**Short exercise**
Extract each line of the material below that contains the string "white". Matching is case-sensitive.

[Records from a dataset]

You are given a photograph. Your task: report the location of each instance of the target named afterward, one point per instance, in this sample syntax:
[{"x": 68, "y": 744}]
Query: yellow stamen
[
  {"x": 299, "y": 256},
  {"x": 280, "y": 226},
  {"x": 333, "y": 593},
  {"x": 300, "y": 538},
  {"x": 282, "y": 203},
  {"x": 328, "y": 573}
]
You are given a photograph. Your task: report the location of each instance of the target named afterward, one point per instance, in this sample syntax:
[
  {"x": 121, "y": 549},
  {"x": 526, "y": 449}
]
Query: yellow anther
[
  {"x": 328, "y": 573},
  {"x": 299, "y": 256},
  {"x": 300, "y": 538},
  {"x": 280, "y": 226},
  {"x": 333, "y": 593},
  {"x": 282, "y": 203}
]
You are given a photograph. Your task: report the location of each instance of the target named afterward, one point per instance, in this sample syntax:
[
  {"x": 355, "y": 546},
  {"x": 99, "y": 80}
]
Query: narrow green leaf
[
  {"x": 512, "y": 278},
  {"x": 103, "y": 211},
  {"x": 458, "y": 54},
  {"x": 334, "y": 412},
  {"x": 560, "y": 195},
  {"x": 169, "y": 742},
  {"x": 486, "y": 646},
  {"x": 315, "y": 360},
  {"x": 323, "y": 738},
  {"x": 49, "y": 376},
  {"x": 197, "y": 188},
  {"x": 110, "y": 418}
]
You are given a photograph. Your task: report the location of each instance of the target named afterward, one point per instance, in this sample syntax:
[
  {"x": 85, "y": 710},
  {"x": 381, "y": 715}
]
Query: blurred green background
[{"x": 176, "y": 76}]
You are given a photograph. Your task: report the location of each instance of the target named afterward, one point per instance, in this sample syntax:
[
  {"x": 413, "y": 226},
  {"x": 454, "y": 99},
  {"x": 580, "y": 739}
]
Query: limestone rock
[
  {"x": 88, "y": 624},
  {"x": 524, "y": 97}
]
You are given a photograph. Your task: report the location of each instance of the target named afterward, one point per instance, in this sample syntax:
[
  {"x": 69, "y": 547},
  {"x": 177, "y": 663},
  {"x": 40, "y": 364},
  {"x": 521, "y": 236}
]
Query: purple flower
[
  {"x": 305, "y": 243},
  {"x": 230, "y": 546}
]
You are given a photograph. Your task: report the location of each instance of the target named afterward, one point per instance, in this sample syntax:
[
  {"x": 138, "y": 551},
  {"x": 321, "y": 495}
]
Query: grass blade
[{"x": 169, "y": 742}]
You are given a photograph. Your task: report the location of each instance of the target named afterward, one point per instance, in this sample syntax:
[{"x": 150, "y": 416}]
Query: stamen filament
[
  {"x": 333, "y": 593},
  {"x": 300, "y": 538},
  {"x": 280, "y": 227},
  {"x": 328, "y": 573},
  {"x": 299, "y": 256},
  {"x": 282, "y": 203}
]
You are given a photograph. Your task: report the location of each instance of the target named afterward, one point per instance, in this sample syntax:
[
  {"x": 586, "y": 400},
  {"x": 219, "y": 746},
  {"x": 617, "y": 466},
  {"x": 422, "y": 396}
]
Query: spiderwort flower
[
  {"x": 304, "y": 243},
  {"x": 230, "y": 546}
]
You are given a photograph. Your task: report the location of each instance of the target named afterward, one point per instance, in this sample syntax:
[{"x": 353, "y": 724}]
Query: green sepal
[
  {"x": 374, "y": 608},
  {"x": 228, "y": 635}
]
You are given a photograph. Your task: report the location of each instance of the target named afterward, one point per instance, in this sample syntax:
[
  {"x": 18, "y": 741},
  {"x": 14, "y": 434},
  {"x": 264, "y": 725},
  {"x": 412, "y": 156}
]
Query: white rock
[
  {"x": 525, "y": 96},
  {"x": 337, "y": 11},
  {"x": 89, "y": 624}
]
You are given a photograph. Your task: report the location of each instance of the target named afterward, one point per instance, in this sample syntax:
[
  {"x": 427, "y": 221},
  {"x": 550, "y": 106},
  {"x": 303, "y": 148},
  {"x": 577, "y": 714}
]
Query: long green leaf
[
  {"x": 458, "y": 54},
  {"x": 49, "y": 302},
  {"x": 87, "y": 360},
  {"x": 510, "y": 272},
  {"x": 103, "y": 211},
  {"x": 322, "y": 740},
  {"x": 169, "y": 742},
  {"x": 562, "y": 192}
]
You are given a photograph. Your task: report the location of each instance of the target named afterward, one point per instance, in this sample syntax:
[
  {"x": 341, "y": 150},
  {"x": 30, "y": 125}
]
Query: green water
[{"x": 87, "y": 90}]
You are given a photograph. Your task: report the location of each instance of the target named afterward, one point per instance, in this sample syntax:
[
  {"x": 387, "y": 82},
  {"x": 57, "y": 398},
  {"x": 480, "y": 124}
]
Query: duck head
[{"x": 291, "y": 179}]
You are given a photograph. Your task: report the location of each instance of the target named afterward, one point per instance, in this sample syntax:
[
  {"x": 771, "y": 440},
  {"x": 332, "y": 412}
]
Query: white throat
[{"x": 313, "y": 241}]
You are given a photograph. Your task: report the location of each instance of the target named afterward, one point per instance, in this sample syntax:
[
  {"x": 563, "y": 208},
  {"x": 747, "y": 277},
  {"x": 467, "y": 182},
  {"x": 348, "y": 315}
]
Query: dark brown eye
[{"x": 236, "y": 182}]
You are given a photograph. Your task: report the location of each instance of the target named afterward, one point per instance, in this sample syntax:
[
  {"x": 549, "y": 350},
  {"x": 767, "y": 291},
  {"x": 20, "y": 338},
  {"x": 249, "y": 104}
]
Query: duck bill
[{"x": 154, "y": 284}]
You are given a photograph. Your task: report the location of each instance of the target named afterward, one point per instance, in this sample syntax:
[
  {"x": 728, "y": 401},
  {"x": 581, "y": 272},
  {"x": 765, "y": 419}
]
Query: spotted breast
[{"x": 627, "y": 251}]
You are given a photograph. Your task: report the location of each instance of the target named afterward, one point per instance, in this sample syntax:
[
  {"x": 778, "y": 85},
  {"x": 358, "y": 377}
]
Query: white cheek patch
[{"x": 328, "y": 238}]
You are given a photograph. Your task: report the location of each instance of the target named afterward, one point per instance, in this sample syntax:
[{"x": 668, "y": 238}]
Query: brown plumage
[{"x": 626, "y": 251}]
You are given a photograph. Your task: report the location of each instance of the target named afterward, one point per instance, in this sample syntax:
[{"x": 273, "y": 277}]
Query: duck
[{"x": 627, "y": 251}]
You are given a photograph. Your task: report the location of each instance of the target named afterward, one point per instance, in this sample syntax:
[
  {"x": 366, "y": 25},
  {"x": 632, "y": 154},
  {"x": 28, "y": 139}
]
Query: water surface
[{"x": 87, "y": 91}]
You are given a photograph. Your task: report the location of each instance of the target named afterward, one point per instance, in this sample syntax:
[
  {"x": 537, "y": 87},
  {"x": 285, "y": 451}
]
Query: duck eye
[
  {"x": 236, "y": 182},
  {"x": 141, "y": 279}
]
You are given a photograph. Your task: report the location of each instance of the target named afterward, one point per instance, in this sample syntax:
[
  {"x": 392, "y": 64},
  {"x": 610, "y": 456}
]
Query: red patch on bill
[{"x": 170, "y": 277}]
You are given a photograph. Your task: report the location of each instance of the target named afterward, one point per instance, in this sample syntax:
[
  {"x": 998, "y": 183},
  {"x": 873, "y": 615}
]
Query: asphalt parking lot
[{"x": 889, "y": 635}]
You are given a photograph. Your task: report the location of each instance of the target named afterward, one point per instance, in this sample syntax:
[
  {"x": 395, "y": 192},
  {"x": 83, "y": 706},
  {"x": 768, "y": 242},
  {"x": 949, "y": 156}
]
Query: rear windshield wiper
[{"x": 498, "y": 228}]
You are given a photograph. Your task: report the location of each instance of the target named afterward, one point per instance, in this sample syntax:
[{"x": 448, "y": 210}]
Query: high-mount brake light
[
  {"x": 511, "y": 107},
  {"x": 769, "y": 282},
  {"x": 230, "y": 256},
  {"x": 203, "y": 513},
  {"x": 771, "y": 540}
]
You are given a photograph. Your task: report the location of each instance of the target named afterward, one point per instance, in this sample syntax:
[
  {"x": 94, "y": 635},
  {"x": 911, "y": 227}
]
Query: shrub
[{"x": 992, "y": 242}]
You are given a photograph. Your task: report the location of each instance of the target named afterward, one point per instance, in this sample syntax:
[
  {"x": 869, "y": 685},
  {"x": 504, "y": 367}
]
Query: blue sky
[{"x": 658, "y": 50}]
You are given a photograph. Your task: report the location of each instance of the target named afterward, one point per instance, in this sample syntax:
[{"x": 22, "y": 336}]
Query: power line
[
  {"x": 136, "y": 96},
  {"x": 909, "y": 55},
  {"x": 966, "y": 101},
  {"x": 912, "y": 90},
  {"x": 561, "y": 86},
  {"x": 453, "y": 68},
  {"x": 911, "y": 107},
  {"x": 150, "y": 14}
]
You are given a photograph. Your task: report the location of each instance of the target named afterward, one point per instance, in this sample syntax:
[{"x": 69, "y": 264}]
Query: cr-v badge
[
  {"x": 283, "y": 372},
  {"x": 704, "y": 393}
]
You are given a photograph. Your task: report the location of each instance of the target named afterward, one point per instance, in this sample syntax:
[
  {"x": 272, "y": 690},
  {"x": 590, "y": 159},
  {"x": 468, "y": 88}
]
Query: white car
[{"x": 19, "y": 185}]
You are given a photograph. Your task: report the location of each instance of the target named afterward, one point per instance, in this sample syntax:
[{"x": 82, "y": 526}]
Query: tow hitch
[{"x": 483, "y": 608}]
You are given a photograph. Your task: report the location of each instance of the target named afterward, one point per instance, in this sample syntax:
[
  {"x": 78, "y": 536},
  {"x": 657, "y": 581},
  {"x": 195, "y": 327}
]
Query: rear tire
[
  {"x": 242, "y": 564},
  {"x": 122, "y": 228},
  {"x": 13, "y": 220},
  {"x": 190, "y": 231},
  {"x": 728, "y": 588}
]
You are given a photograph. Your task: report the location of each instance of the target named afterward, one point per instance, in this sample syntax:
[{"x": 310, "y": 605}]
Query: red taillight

**Solution for this exercise**
Query: white rock
Query: white throat
Query: white cheek patch
Query: white car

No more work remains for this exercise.